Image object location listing
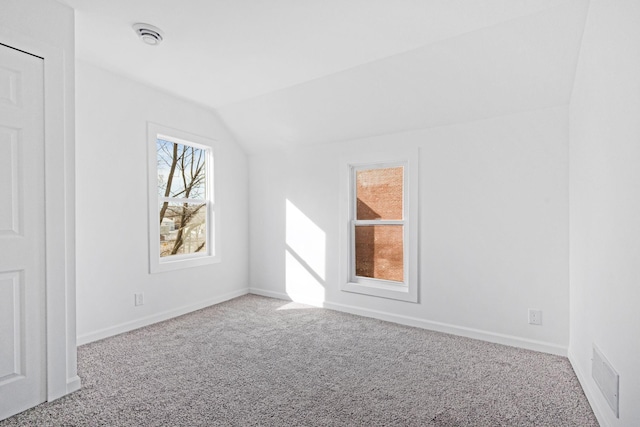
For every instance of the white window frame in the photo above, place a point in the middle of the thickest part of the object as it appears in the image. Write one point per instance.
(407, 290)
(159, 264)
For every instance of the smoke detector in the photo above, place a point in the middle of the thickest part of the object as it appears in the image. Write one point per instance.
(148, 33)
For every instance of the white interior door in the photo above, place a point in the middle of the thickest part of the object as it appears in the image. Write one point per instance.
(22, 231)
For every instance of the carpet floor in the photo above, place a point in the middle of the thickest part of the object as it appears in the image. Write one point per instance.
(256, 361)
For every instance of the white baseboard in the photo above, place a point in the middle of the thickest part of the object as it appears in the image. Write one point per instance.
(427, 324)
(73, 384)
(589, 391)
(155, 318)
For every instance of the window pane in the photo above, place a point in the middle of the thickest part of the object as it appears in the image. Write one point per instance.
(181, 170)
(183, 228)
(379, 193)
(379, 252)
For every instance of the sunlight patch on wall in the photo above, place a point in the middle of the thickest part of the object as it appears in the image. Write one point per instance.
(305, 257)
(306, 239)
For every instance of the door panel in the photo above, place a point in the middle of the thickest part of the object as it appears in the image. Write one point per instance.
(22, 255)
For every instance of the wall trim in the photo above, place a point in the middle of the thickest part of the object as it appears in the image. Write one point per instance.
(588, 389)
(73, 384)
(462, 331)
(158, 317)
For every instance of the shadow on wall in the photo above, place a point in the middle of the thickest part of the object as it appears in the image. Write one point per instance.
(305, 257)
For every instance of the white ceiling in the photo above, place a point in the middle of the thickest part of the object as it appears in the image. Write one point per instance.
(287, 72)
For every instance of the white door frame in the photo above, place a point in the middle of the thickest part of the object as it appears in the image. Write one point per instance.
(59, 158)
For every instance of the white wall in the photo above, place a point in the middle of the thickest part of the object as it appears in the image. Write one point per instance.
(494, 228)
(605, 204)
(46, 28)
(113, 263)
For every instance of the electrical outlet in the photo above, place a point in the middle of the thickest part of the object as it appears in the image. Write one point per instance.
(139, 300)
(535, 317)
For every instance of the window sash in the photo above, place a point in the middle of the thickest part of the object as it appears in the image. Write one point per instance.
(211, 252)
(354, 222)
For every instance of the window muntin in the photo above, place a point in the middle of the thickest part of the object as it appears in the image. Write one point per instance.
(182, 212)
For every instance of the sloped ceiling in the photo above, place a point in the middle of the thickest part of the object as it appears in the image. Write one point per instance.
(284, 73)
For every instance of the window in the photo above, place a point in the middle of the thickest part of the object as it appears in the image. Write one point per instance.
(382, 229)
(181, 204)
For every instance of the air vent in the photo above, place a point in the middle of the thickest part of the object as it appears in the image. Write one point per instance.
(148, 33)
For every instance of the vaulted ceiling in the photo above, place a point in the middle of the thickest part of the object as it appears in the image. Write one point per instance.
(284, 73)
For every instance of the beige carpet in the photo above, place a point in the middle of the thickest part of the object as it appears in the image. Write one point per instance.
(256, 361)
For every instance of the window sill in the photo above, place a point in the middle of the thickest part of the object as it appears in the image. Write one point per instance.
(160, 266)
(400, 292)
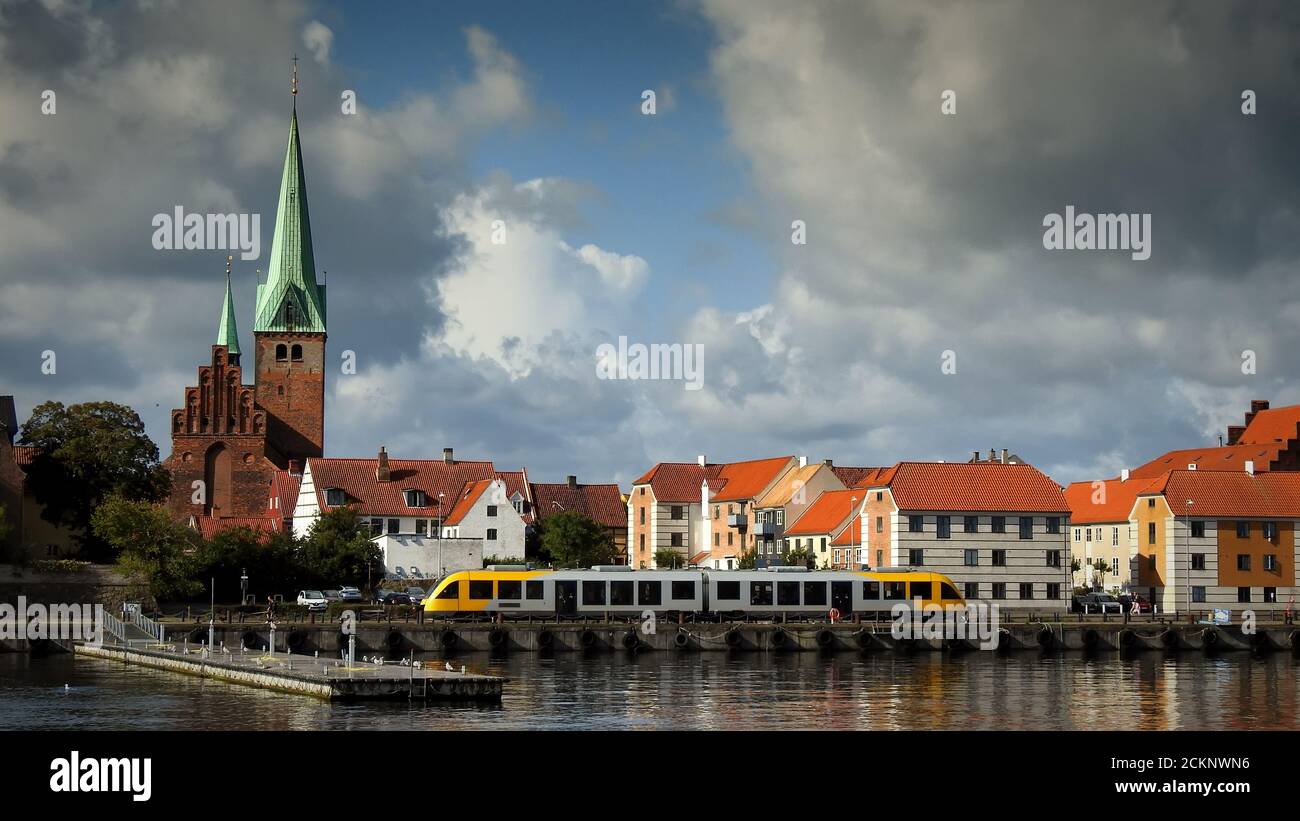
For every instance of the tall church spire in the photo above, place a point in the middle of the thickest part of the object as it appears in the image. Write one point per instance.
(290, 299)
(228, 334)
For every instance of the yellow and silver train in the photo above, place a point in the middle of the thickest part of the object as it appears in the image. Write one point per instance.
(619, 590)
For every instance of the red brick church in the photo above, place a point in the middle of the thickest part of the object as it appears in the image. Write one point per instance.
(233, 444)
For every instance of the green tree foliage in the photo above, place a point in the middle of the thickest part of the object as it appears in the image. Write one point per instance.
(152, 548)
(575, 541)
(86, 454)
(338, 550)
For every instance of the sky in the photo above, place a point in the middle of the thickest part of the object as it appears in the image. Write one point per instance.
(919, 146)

--

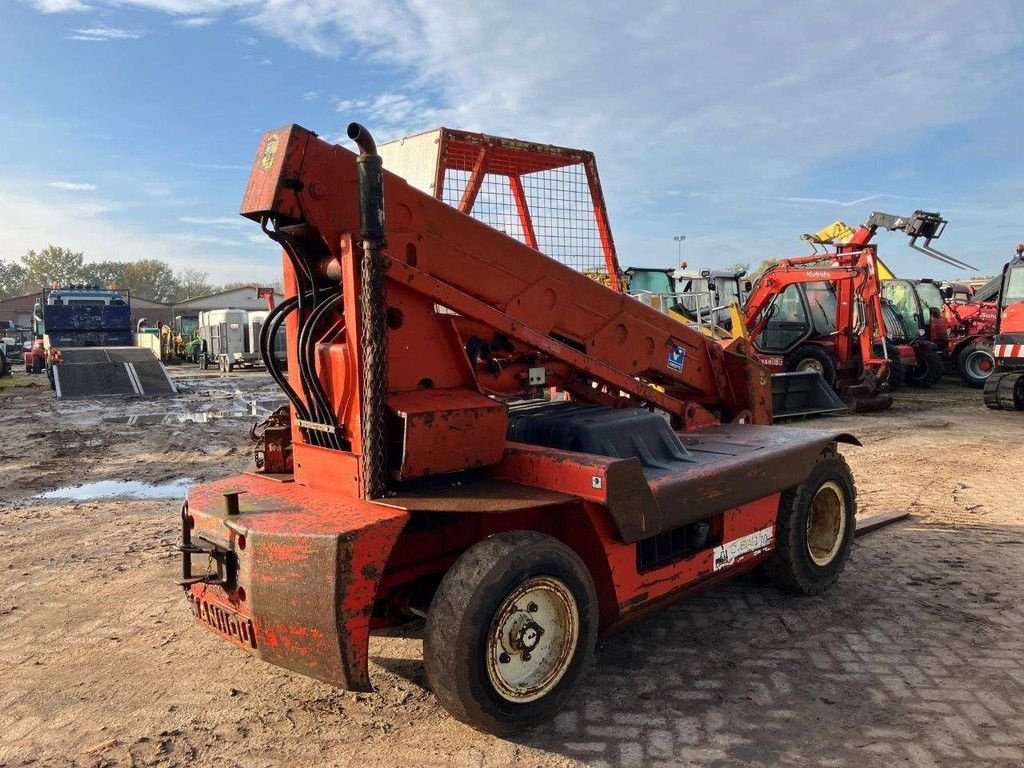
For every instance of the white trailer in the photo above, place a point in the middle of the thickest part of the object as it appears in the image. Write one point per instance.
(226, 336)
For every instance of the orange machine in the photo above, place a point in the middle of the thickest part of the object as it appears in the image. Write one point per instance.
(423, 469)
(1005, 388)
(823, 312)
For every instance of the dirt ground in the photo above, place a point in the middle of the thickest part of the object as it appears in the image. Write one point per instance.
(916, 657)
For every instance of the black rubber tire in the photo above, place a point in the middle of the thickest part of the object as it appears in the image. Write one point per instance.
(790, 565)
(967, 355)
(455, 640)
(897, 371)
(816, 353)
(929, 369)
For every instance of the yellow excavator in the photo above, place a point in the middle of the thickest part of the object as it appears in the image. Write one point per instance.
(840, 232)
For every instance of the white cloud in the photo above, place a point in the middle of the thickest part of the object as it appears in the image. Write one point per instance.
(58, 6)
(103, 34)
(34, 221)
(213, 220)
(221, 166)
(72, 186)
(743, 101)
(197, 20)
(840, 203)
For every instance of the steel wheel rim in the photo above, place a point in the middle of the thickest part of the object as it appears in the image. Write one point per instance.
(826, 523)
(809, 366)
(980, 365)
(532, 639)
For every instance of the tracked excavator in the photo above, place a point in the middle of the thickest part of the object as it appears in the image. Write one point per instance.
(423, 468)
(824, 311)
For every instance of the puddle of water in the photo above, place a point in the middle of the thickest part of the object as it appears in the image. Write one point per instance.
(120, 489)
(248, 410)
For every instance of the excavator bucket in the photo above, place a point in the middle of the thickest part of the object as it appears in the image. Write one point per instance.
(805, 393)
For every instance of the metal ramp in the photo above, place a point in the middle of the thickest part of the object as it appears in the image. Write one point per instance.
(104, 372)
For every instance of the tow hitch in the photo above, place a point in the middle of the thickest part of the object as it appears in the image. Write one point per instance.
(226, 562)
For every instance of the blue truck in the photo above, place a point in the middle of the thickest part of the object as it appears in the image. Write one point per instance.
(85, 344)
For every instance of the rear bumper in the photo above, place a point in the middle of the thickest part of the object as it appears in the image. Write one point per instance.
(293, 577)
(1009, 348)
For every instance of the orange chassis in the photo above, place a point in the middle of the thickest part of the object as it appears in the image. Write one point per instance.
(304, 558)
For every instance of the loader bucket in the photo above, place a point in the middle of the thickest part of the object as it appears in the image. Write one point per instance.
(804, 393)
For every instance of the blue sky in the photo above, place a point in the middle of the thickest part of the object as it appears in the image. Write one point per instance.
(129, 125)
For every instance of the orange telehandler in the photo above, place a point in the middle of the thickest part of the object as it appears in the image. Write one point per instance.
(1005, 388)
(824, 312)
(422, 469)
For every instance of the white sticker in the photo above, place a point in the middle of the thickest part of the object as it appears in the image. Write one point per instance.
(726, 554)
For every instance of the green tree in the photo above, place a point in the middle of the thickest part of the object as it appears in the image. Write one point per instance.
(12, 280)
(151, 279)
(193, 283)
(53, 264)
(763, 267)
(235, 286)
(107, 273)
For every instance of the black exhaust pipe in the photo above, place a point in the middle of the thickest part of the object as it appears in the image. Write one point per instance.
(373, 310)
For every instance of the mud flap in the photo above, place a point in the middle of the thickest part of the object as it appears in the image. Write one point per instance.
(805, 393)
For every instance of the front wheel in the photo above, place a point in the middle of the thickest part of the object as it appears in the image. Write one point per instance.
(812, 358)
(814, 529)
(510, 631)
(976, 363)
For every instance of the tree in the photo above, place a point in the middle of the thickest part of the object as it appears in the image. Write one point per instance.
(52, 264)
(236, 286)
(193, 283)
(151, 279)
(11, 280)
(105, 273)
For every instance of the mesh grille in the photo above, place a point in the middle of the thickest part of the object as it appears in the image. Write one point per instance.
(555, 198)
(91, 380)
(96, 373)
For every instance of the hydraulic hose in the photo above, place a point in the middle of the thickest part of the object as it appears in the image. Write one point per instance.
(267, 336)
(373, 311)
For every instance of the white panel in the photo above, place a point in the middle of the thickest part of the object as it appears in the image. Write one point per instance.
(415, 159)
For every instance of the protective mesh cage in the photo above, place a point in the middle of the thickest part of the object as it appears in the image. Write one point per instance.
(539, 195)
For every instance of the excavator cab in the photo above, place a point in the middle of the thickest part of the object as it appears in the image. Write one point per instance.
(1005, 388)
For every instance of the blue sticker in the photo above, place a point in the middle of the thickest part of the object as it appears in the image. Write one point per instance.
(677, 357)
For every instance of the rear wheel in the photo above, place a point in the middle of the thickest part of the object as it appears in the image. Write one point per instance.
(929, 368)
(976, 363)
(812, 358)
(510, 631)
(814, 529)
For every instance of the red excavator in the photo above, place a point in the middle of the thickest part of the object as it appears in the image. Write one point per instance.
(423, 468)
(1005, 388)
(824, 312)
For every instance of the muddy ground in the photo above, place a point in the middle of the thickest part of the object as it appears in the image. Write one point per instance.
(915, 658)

# THE EXERCISE:
Extract from the listing every line that contains the word "yellow", and treat uppercase and lowercase letters as different.

# ANSWER TO THIS TASK:
For every instance of the yellow and silver train in the photo above, place a point in the middle of the thickest part of the object as it appears in the image. Write one point per instance.
For every instance of the yellow excavator in the photo above, place a point in the middle of the thickest part of the object as it appears in the image. Write one point per instance.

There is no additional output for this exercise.